Instructions for the task
Render the material from its start through the line that contains "316 L 0 324" as a two-column CSV with the header input,output, giving one row for each instruction and its result. Enclose each field in quotation marks and replace every line break within a field with a space.

Data for this exercise
>> Begin
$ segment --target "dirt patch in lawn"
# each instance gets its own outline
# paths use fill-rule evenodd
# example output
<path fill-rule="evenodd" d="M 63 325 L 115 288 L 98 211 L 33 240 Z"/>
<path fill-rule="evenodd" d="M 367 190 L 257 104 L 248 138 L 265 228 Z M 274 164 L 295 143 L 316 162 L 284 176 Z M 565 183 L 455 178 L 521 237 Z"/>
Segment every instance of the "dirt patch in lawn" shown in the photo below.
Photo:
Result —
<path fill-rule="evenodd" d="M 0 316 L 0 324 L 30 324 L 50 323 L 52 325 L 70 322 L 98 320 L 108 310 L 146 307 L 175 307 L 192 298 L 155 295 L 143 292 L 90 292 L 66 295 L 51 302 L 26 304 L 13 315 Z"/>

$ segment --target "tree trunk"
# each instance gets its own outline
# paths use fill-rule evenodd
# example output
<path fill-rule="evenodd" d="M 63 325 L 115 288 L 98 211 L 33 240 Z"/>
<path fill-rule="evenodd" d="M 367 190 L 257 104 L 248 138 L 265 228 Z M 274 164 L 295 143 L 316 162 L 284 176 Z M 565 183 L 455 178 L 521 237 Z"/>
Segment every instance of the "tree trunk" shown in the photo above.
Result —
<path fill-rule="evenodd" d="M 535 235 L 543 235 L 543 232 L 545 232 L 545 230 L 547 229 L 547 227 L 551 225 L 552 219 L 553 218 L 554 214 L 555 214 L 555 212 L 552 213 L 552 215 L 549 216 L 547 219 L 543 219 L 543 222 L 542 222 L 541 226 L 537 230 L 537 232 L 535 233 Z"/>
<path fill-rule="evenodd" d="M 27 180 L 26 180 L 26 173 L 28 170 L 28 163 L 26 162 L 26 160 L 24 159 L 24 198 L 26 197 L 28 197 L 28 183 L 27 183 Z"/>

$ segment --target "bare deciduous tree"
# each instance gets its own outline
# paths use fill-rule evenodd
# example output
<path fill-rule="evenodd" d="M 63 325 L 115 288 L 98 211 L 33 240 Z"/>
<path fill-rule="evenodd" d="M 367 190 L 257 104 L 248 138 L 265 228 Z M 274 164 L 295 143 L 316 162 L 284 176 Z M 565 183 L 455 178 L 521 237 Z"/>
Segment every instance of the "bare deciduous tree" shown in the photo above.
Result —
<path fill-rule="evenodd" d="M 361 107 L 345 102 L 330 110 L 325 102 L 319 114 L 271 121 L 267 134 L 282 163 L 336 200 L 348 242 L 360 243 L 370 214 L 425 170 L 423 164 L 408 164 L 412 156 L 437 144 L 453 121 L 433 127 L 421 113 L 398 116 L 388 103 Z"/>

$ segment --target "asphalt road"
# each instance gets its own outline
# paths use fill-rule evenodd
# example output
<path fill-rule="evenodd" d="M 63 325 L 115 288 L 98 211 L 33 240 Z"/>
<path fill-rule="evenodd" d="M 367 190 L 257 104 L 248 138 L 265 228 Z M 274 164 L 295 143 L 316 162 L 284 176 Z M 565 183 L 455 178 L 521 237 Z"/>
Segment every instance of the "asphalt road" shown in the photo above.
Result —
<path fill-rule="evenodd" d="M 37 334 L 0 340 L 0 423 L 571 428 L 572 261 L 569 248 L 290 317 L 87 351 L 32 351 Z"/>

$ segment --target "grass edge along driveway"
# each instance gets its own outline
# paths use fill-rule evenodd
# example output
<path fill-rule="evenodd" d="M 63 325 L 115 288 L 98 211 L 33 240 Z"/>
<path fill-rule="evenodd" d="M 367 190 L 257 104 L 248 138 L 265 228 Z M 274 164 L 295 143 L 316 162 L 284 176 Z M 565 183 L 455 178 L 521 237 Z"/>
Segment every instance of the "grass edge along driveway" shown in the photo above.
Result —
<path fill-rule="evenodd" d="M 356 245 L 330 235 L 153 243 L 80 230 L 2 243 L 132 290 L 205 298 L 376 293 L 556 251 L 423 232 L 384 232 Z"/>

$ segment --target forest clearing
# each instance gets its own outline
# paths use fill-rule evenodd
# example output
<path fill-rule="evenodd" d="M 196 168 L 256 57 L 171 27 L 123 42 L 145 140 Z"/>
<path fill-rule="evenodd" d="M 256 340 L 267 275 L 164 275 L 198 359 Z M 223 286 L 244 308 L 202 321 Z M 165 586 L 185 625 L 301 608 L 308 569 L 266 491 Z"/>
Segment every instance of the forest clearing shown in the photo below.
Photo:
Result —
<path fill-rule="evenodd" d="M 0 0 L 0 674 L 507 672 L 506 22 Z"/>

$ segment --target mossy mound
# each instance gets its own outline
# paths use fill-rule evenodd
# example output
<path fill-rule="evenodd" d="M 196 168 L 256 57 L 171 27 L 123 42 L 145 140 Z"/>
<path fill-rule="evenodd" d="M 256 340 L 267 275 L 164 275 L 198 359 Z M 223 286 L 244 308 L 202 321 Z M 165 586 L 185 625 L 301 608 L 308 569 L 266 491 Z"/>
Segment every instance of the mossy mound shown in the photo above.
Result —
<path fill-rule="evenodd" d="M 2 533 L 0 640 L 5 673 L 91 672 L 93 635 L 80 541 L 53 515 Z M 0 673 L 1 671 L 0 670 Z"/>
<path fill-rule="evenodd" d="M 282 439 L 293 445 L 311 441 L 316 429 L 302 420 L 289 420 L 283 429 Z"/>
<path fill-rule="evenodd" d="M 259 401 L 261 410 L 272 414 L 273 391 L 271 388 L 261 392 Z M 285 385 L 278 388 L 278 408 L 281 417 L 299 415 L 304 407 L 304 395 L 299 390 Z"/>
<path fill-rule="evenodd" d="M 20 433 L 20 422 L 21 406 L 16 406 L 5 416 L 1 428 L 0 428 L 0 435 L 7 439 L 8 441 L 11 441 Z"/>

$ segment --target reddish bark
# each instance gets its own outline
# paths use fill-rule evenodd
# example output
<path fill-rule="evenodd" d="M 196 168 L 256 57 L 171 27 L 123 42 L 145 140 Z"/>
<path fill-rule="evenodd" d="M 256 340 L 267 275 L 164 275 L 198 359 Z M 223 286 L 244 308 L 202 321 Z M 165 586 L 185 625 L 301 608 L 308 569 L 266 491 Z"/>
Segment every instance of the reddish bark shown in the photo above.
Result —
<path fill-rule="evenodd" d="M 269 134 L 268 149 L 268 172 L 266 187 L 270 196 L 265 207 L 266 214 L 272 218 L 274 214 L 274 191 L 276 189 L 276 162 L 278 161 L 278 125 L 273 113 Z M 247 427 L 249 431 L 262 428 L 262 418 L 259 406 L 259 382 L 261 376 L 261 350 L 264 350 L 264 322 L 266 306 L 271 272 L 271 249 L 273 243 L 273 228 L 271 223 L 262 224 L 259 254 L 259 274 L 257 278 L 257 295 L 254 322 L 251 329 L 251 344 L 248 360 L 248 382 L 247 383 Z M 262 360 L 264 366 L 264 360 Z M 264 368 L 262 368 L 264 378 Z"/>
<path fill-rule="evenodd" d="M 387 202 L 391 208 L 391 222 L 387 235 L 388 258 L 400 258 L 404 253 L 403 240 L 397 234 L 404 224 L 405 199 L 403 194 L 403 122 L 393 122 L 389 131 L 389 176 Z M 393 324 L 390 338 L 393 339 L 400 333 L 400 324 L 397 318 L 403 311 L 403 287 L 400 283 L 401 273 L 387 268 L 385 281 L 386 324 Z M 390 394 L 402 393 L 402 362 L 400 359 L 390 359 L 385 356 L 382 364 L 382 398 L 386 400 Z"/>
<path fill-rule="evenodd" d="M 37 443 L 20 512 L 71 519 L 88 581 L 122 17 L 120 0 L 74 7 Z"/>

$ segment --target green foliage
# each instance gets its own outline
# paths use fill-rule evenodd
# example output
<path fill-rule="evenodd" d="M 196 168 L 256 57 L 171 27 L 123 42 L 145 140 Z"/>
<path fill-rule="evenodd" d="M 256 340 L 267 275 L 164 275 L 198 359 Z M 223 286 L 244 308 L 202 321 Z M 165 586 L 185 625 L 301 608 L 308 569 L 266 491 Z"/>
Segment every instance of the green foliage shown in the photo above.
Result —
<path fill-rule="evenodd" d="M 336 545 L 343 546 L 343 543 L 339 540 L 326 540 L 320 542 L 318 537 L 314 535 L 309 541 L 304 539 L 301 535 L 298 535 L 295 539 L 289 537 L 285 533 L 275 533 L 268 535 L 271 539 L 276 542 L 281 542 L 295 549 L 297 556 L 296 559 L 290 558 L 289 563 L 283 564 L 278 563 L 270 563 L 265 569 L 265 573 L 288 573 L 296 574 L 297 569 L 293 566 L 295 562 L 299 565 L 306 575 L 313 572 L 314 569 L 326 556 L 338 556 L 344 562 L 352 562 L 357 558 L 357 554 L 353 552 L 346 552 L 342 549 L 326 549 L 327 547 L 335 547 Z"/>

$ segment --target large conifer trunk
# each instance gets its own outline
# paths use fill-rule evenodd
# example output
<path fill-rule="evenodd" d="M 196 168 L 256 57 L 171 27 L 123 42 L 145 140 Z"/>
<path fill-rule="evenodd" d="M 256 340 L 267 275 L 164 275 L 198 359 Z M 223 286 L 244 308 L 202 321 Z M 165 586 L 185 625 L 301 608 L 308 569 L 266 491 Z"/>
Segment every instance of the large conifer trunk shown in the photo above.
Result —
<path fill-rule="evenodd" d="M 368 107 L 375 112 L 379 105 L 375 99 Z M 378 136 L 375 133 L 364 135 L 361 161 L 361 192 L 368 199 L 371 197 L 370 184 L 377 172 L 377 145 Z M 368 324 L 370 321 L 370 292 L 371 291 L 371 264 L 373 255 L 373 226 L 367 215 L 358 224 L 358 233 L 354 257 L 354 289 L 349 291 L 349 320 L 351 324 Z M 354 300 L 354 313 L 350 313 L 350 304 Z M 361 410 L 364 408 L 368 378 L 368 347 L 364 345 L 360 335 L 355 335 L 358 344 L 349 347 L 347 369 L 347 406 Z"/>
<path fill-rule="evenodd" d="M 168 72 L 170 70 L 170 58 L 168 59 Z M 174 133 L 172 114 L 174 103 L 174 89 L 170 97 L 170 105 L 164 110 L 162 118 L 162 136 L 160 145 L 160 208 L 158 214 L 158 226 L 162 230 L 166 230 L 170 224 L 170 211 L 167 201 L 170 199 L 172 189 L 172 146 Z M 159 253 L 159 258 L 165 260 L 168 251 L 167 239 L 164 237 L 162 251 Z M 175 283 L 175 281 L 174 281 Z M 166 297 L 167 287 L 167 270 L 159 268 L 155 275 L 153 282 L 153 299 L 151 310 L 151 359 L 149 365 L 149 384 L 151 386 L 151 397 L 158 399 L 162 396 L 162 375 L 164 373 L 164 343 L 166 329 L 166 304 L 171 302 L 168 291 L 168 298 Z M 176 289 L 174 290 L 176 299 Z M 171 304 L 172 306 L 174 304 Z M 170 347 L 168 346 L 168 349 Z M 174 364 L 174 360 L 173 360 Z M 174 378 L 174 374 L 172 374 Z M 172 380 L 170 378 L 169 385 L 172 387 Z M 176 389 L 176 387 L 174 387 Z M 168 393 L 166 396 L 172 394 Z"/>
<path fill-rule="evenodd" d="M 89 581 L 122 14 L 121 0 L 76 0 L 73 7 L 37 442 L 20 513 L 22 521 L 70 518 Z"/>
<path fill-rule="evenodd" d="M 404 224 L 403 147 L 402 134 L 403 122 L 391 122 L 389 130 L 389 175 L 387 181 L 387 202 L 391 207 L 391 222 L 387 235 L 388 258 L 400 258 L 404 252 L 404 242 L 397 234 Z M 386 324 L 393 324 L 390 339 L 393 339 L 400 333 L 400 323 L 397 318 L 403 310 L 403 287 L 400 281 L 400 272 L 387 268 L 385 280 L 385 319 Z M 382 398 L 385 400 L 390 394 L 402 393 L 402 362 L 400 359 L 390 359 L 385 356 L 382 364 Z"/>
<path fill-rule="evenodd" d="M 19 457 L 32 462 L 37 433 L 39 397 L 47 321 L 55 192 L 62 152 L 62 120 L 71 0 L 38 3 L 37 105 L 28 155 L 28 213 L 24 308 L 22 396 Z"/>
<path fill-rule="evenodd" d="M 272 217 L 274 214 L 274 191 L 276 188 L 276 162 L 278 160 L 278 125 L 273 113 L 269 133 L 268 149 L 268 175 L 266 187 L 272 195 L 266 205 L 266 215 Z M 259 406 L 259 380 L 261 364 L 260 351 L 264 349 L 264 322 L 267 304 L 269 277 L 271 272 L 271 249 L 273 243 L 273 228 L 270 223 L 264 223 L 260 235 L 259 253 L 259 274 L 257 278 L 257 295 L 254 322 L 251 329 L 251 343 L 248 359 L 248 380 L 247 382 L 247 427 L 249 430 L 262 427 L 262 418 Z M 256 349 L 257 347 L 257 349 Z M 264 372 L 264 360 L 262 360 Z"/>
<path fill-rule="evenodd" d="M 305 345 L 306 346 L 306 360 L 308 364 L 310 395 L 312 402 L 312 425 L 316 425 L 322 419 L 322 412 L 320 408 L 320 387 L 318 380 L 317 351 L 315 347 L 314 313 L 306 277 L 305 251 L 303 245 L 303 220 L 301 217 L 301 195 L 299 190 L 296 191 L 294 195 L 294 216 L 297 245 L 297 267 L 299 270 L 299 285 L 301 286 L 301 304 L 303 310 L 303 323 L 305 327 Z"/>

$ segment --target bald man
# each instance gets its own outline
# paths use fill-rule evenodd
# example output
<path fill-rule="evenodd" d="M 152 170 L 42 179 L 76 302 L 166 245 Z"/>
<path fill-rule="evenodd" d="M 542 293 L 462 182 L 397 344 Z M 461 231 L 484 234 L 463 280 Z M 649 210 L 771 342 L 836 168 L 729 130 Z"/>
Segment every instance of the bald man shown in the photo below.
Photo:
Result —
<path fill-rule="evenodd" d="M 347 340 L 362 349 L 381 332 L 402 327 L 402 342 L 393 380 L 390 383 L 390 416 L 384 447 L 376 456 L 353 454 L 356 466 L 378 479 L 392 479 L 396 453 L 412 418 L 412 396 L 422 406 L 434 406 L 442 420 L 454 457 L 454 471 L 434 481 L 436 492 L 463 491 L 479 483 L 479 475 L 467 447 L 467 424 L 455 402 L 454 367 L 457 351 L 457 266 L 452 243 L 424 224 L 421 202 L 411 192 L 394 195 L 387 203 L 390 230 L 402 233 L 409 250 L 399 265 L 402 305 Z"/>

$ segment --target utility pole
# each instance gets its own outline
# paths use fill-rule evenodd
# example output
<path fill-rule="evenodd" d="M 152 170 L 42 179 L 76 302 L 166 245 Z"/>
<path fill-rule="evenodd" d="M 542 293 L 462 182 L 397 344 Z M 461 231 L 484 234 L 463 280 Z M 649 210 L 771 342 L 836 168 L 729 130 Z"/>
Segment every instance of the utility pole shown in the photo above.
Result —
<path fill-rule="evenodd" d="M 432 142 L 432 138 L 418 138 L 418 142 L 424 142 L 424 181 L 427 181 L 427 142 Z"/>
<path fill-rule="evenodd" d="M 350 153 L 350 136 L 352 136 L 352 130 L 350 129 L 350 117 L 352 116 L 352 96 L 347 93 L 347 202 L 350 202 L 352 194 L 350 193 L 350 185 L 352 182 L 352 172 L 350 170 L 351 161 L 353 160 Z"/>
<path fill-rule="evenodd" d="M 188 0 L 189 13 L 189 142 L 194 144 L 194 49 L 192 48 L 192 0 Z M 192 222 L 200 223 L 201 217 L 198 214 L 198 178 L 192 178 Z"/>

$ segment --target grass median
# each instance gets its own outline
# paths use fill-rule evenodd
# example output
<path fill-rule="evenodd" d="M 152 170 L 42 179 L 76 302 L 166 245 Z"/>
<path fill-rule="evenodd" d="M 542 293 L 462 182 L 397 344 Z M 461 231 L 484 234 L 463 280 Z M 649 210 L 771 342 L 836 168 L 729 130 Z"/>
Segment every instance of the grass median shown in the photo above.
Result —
>> End
Solution to this exercise
input,output
"$ segment --target ""dirt patch in lawn"" # each instance gets its own outline # paths use fill-rule evenodd # example output <path fill-rule=""evenodd"" d=""M 63 325 L 115 288 L 98 211 L 33 240 Z""/> <path fill-rule=""evenodd"" d=""M 367 190 L 257 104 L 248 138 L 265 228 Z M 274 164 L 295 143 L 316 162 L 284 176 Z M 565 183 L 455 178 L 521 237 Z""/> Segment every instance of the ""dirt patch in lawn"" shown in the photo below. Photo: Result —","<path fill-rule=""evenodd"" d=""M 0 316 L 0 324 L 30 324 L 50 323 L 52 325 L 70 322 L 98 320 L 108 310 L 146 307 L 175 307 L 192 298 L 155 295 L 143 292 L 90 292 L 66 295 L 51 302 L 26 304 L 13 315 Z""/>"